Ross v. Moffitt (1974)
Ross v. Moffitt
417 U.S. 600
Case Year: 1974
Case Ruling: 6-3, Reversed
Opinion Justice: Rehnquist
FACTS
Justice Black's opinion in Gideon v. Wainwright said that indigents accused of criminal offenses must be represented by counsel at trial. What Black did not address was whether that right extended through the appellate process. If it did, then did such a right apply only to obligatory appeals (usually the first appeal after a trial) or also to discretionary appeals (subsequent appeals that the appellate court may or may not agree to hear)? In Douglas v. California (1963) the Court answered part of this question, holding that the right did indeed extend through the first obligatory appeal. Justice Douglas's opinion, however, left open the question of whether the Sixth Amendment right extended to the discretionary review stages, an issue the Burger Court took up in Ross v. Moffitt (1974).
Moffitt involved two separate forgery cases from two North Carolina counties. In both, Moffitt, an indigent, pleaded not guilty, received court-appointed counsel, and was convicted. An intermediate state appellate court affirmed both convictions. Moffitt then sought review in the North Carolina Supreme Court and asked that his attorney represent him at government expense. The court denied this request. Undeterred, Moffitt sought the same objective in the federal courts. Here, he was more successful: the Fourth Circuit Court of Appeals ordered the state to appoint him counsel to prepare an appeal to the U.S. Supreme Court.
MR. JUSTICE REHNQUIST DELIVERED THE OPINION OF THE COURT.
We are asked in this case to decide whether Douglas v. California (1963), which requires appointment of counsel for indigent state defendants on their first appeal as of right, should be extended to require counsel for discretionary state appeals and for applications for review in this Court. The Court of Appeals for the Fourth Circuit held that such appointment was required by the Due Process and Equal Protection Clauses of the Fourteenth Amendment....
We granted certiorari to consider the Court of Appeals' decision in light of Douglas v. California, and apparently conflicting decisions of the Courts of Appeals for the Seventh and Tenth Circuits. For the reasons hereafter stated we reverse the Court of Appeals.
This Court, in the past 20 years, has given extensive consideration to the rights of indigent persons on appeal. In Griffin v. Illinois (1956), the first of the pertinent cases, the Court had before it an Illinois rule allowing a convicted criminal defendant to present claims of trial error to the Supreme Court of Illinois only if he procured a transcript of the testimony adduced at his trial. No exception was made for the indigent defendant, and thus one who was unable to pay the cost of obtaining such a transcript was precluded from obtaining appellate review of asserted trial error. Mr. Justice Frankfurter, who cast the deciding vote, said in his concurring opinion:
"... Illinois has decreed that only defendants who can afford to pay for the stenographic minutes of a trial may have trial errors reviewed on appeal by the Illinois Supreme Court."...
The Court in Griffin held that this discrimination violated the Fourteenth Amendment.

Coordinate labeling records
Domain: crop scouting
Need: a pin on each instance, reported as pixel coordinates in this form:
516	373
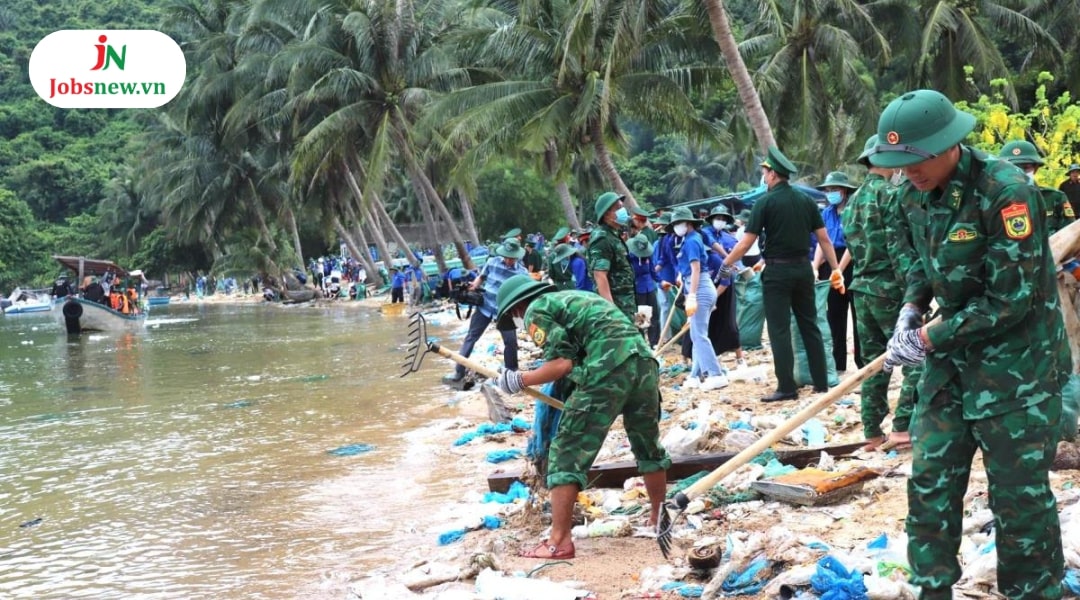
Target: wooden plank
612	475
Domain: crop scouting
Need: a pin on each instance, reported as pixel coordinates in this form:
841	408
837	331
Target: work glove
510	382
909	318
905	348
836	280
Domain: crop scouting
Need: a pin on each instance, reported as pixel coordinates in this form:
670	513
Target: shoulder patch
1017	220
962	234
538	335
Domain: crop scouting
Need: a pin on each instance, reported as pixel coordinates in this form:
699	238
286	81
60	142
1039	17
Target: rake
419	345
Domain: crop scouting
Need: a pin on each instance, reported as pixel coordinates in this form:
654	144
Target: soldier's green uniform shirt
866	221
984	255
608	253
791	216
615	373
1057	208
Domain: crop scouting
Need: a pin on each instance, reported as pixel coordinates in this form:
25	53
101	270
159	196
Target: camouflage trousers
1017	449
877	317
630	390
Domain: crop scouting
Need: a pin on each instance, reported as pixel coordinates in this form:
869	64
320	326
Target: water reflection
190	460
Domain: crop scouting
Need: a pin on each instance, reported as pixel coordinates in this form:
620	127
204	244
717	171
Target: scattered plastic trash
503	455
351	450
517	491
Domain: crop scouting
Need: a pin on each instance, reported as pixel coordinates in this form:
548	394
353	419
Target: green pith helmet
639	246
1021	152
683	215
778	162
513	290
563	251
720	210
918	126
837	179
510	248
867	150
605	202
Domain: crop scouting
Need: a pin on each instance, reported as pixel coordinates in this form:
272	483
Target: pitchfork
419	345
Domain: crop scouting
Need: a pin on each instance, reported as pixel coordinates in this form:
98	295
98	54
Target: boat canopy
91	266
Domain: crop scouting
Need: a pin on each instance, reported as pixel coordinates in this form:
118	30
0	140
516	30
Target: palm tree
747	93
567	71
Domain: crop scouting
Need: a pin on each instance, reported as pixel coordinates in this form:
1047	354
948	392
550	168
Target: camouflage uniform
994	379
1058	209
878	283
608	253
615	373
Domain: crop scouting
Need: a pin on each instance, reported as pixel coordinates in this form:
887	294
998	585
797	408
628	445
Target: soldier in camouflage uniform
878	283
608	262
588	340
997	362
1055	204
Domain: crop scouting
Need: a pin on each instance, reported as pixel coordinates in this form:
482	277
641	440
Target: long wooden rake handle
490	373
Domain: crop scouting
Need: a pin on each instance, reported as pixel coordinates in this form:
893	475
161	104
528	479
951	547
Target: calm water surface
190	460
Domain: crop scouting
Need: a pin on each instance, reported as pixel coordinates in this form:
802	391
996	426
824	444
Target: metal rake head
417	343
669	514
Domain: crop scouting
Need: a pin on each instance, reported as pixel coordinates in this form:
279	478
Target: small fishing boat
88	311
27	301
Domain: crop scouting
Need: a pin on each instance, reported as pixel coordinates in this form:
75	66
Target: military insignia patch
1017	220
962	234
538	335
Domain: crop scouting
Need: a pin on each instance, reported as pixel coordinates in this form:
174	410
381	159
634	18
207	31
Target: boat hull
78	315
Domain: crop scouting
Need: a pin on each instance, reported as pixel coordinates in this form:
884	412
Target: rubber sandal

Problem A = In the Ross v. Moffitt text, which court ordered North Carolina to appoint Moffitt counsel to prepare an appeal to the U.S. Supreme Court?
Problem B = Quote the Ross v. Moffitt text word for word, from "MR. JUSTICE REHNQUIST" to "the Fourteenth Amendment....".
Problem C = List every court case named in the Ross v. Moffitt text in the form "X v. Y."
The records have nothing to do with the work here.

Written response A = The Fourth Circuit Court of Appeals.

Written response B =
MR. JUSTICE REHNQUIST DELIVERED THE OPINION OF THE COURT.
We are asked in this case to decide whether Douglas v. California (1963), which requires appointment of counsel for indigent state defendants on their first appeal as of right, should be extended to require counsel for discretionary state appeals and for applications for review in this Court. The Court of Appeals for the Fourth Circuit held that such appointment was required by the Due Process and Equal Protection Clauses of the Fourteenth Amendment....

Written response C =
Ross v. Moffitt
Gideon v. Wainwright
Douglas v. California
Griffin v. Illinois